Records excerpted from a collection
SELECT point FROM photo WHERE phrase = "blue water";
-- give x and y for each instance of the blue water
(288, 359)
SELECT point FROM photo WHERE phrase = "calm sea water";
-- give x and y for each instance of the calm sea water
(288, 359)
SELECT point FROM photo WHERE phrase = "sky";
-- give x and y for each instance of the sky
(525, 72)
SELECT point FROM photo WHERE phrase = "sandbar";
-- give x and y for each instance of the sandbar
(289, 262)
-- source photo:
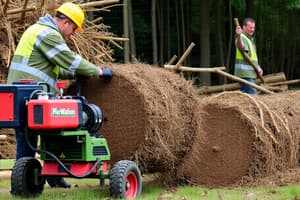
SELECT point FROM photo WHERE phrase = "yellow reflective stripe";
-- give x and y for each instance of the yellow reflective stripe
(34, 72)
(252, 50)
(56, 71)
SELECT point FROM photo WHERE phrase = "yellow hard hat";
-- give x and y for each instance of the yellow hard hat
(73, 12)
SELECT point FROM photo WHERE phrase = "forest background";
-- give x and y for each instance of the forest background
(159, 29)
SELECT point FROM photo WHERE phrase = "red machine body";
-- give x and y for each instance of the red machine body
(7, 106)
(47, 114)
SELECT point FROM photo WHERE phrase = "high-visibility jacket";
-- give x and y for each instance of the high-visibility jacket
(43, 55)
(242, 68)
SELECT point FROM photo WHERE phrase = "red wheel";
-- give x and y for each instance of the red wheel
(125, 180)
(132, 185)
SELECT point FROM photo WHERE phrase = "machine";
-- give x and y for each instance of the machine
(70, 142)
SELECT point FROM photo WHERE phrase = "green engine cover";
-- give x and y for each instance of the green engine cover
(74, 146)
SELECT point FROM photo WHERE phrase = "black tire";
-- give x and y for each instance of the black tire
(26, 179)
(125, 180)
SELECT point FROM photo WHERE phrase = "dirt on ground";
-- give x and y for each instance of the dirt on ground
(155, 118)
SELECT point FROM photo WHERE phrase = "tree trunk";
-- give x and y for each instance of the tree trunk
(205, 41)
(154, 32)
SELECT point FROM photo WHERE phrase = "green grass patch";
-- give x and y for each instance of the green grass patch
(87, 189)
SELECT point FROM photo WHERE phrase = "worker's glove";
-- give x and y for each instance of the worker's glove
(107, 75)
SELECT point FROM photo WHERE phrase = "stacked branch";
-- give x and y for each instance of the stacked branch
(96, 43)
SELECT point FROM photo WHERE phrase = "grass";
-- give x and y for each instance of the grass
(88, 189)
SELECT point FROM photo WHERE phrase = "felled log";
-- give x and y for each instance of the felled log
(269, 80)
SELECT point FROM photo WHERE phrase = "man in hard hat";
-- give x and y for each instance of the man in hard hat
(43, 55)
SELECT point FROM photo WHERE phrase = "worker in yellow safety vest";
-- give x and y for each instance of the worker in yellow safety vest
(246, 44)
(43, 55)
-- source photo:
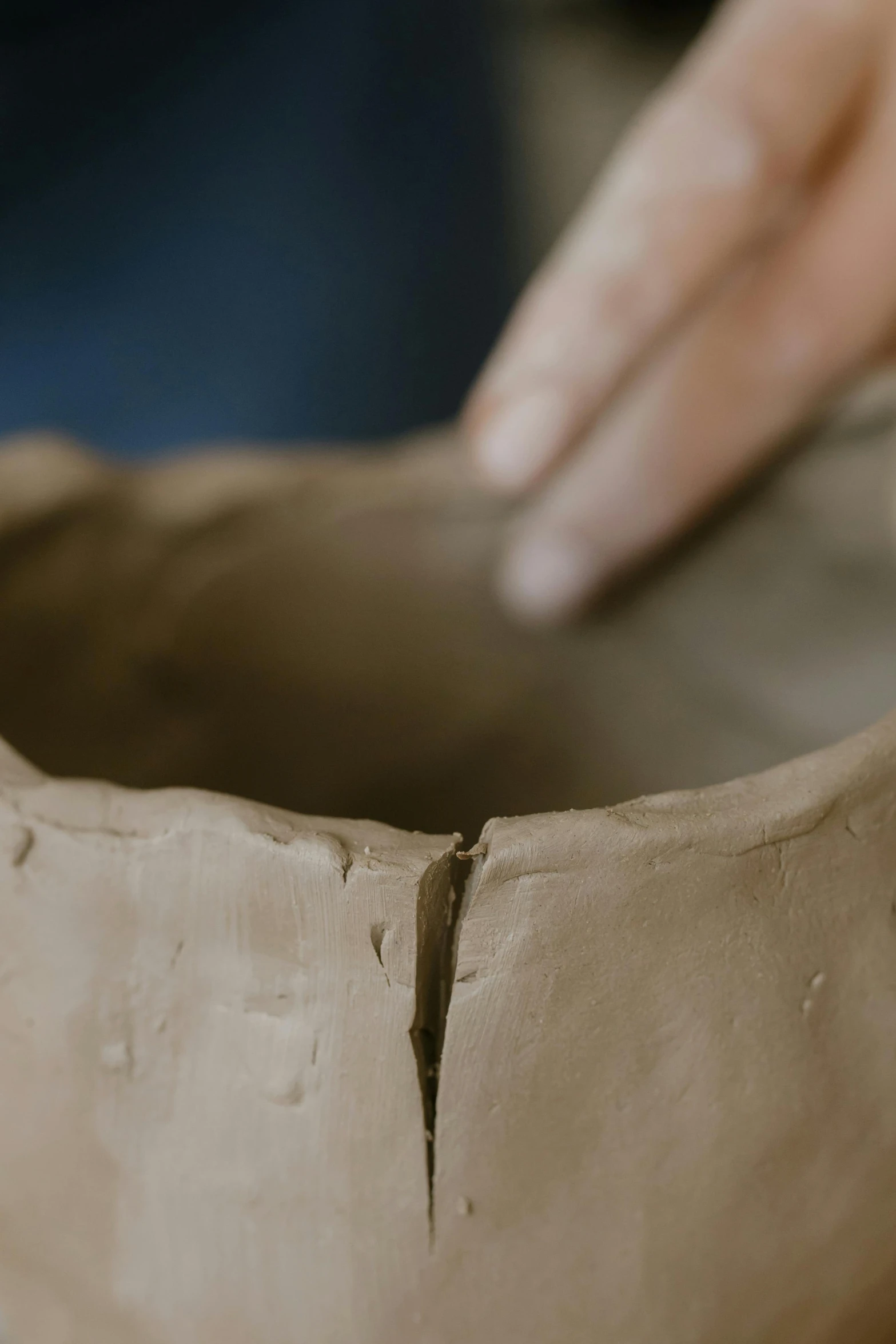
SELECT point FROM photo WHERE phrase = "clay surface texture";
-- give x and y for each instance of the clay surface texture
(618, 1072)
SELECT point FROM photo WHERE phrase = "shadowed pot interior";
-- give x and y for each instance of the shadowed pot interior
(317, 632)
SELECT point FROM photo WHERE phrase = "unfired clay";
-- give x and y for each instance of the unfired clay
(618, 1076)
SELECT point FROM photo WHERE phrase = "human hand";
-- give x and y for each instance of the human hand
(734, 268)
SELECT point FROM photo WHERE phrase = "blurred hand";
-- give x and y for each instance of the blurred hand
(732, 269)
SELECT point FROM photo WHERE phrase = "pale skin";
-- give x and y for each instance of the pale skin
(732, 271)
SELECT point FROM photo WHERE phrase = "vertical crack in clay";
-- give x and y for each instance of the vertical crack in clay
(444, 897)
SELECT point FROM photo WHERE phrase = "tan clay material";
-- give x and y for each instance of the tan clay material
(212, 1123)
(664, 1111)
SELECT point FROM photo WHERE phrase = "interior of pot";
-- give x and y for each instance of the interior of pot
(318, 634)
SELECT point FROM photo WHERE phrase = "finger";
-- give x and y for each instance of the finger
(793, 327)
(698, 181)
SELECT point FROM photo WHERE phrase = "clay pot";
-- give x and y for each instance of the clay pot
(620, 1073)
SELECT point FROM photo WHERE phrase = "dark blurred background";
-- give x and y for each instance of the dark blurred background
(289, 218)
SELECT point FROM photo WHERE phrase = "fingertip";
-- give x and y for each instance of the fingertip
(517, 440)
(547, 578)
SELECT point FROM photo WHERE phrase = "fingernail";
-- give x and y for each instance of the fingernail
(515, 448)
(548, 578)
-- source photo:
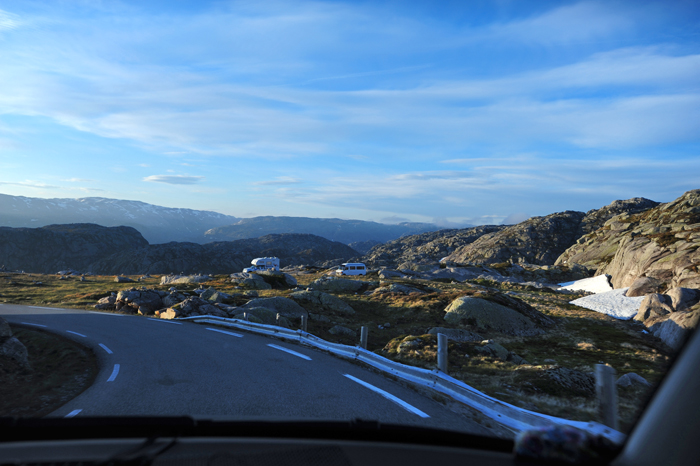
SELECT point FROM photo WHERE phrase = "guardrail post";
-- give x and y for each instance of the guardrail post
(363, 337)
(442, 352)
(607, 395)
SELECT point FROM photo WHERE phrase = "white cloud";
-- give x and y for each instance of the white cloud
(173, 179)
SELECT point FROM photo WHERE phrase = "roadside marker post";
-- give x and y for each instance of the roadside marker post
(606, 392)
(442, 352)
(363, 337)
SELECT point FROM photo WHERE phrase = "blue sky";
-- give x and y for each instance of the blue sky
(450, 112)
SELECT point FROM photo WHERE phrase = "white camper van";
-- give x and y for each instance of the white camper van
(261, 264)
(354, 268)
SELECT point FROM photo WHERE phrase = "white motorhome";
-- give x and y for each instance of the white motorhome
(261, 264)
(351, 268)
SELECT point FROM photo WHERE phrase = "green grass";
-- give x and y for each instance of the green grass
(60, 370)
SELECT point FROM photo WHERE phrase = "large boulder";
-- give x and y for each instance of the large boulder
(654, 305)
(274, 276)
(250, 280)
(489, 316)
(285, 306)
(183, 279)
(643, 286)
(456, 334)
(683, 298)
(264, 315)
(11, 347)
(338, 285)
(326, 301)
(676, 328)
(142, 301)
(173, 298)
(660, 243)
(192, 307)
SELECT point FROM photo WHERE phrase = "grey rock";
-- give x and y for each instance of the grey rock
(683, 298)
(120, 279)
(342, 331)
(632, 379)
(572, 379)
(398, 288)
(14, 349)
(326, 301)
(285, 306)
(494, 350)
(658, 243)
(183, 279)
(643, 286)
(338, 285)
(490, 316)
(455, 334)
(653, 305)
(675, 329)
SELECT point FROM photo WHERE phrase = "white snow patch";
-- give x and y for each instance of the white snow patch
(599, 284)
(613, 303)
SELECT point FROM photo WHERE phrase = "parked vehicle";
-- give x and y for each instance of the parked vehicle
(260, 264)
(354, 268)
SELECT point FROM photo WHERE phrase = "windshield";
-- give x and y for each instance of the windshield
(519, 180)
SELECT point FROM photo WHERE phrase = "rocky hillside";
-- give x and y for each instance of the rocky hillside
(334, 229)
(56, 247)
(661, 243)
(540, 240)
(222, 257)
(157, 224)
(425, 248)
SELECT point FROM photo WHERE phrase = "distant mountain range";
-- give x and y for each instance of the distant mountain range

◆ **DO THIS**
Output the data above without changes, apart from leaving out the pictures.

◆ **EXERCISE RESPONSE**
SELECT point FROM photo WHERE phrase = "blue water";
-- give x and y for each instance of the blue water
(288, 359)
SELECT point FROM photo WHERE phrase = "calm sea water";
-- give x and y for each instance of the calm sea water
(288, 359)
SELECT point FROM photo WHERE phrase = "sky";
-- give x and y for each instance of the sky
(525, 72)
SELECT point FROM photo WHERE phrase = "sandbar";
-- give x and y for each instance of the sandbar
(289, 262)
-- source photo:
SELECT point FROM photo WHERE phrase = "yellow reflective stripe";
-- give x and y for each instance of the yellow reflective stripe
(34, 72)
(252, 50)
(56, 71)
SELECT point FROM photo WHERE phrase = "yellow hard hat";
-- give x and y for each instance of the yellow hard hat
(73, 12)
SELECT point FROM photo WHERE phrase = "forest background";
-- give x and y for each instance of the forest background
(159, 29)
SELECT point FROM photo WHERE phrase = "red machine body";
-- give x and y for each instance of the red machine body
(7, 106)
(47, 114)
SELECT point FROM photo WHERE phrase = "high-visibility jacket";
-- give x and y for each instance of the high-visibility jacket
(43, 55)
(242, 68)
SELECT point FROM photo WHERE phrase = "red wheel";
-- give x and y for each instance of the red wheel
(125, 180)
(132, 185)
SELECT point FROM photo WHERE phrase = "machine";
-- give x and y for each instance of the machine
(70, 142)
SELECT point FROM photo WHERE phrase = "green engine cover";
-- give x and y for each instance of the green engine cover
(74, 146)
SELECT point FROM photo WHERE phrase = "black tire";
-- give x and y for each instance of the black tire
(26, 179)
(125, 180)
SELECT point FROM photo WHERE phrase = "dirt on ground";
-- give x and y for each instance of the dirt on ground
(155, 118)
SELECT point FROM photo WHERE phrase = "tree trunk";
-- give x and y for each instance of the tree trunk
(205, 41)
(154, 32)
SELECT point FROM photo WHERE phrase = "green grass patch";
-- give x and y for each instance of the green grass patch
(87, 189)
SELECT point FROM photo WHERE phrase = "worker's glove";
-- give x and y for each instance of the worker's glove
(107, 75)
SELECT point FROM photo WHERE phrase = "stacked branch";
-- give x and y for each instance of the stacked branch
(96, 43)
SELECT point FROM photo WHERE phrase = "grass";
-- give x and y for each instance of the grass
(88, 189)
SELECT point FROM photo WHERE phrase = "felled log";
-- give x and y for each instance of the felled log
(269, 80)
SELECT point FROM photo WHERE phrase = "man in hard hat";
-- give x and y for each instance of the man in hard hat
(43, 55)
SELECT point FROM photo WHERE phrase = "worker in yellow safety vest";
-- give x and y for each instance of the worker in yellow safety vest
(246, 44)
(43, 55)
-- source photo:
SELECT point FROM photo WHERE phrase = "clay surface texture";
-- give x and y for each instance of the clay surface texture
(618, 1072)
SELECT point FROM photo WHERE phrase = "shadowed pot interior";
-- give x and y for each instance of the shadowed pot interior
(317, 632)
SELECT point FROM photo WHERE phrase = "unfired clay";
-- give x and y for each instance of the unfired clay
(618, 1076)
SELECT point FROM photo WHERE phrase = "human hand";
-- give x and y for each instance of the human hand
(734, 268)
SELECT point FROM photo WHERE phrase = "blurred hand";
-- give x and y for each instance of the blurred hand
(732, 269)
SELECT point FROM photo WHERE phrase = "pale skin";
-- give x and y for each instance of the pale skin
(732, 271)
SELECT point FROM photo WHERE phrase = "vertical crack in clay";
-- give x and y for each instance of the vertical crack in clay
(444, 897)
SELECT point FROM photo WHERE phrase = "tan clay material";
-- give x and y for each instance of the tan clay material
(212, 1123)
(664, 1111)
SELECT point FROM photo WHERE phrase = "interior of pot";
-- give x and y for each instance of the interior of pot
(318, 634)
SELECT point FROM photo WHERE phrase = "finger";
-- give x and y for each instance of the finger
(793, 327)
(698, 181)
SELECT point FROM photo WHERE phrase = "clay pot";
-- give x and y for each instance of the clay pot
(620, 1073)
SELECT point FROM photo WHERE phrase = "dark blurred background";
-- give x and y for each instance of the dark blurred background
(289, 218)
SELECT point FROM photo WHERE phrase = "fingertip";
-- give x and y for each instance of the fingertip
(517, 440)
(547, 578)
SELECT point FROM photo WHERE phrase = "fingernail";
-- give x and y for each instance of the fingernail
(515, 448)
(548, 578)
-- source photo:
SELECT point FROM photo WHERE phrase = "guardrail post";
-- give x and y for each instance of the guardrail post
(363, 337)
(442, 352)
(607, 395)
SELECT point FROM photo WHERE phrase = "white cloud";
-- give x and y for each instance of the white cloud
(173, 179)
SELECT point FROM photo WHERE phrase = "roadside marker post";
-- give x and y for each instance of the roadside marker post
(606, 392)
(442, 352)
(363, 337)
SELECT point FROM photo WHERE phrase = "blue sky";
-- give x and y for each instance of the blue sky
(450, 112)
SELECT point FROM photo WHERE phrase = "white camper van";
-- give x and y for each instance of the white camper van
(261, 264)
(354, 268)
SELECT point FROM photo WHERE phrase = "white motorhome";
-- give x and y for each instance of the white motorhome
(261, 264)
(351, 268)
SELECT point FROM photo WHERE phrase = "green grass";
-- give x and y for each instance of the green grass
(60, 370)
SELECT point FROM photo WHERE phrase = "large boulder";
-- give x and y for each instance of the large boulder
(654, 305)
(274, 276)
(250, 280)
(489, 316)
(285, 306)
(183, 279)
(643, 286)
(456, 334)
(683, 298)
(264, 315)
(11, 347)
(338, 285)
(326, 301)
(676, 328)
(142, 301)
(173, 298)
(660, 243)
(192, 307)
SELECT point FROM photo WHERE phrase = "grey rock";
-- give x and y for each instance of the grey rock
(683, 298)
(120, 279)
(342, 331)
(632, 379)
(572, 379)
(398, 288)
(14, 349)
(326, 301)
(285, 306)
(494, 350)
(658, 243)
(183, 279)
(643, 286)
(338, 285)
(490, 316)
(455, 334)
(653, 305)
(675, 329)
SELECT point FROM photo WHERE phrase = "white snow patch";
-- give x and y for each instance of the white snow patch
(599, 284)
(613, 303)
SELECT point FROM photo WHERE phrase = "parked vehicle";
-- give x and y for each instance of the parked vehicle
(260, 264)
(354, 268)
SELECT point FROM photo WHERE phrase = "windshield";
-- give x and y for each instance of the windshield
(519, 180)
SELECT point FROM photo WHERE phrase = "rocky hillside";
-- give x and y for each instance of the rocky hillside
(334, 229)
(56, 247)
(661, 243)
(540, 240)
(222, 257)
(157, 224)
(425, 248)
SELECT point FROM photo WHERE phrase = "distant mountain range";
-- give x and y for each instance of the distant mountain range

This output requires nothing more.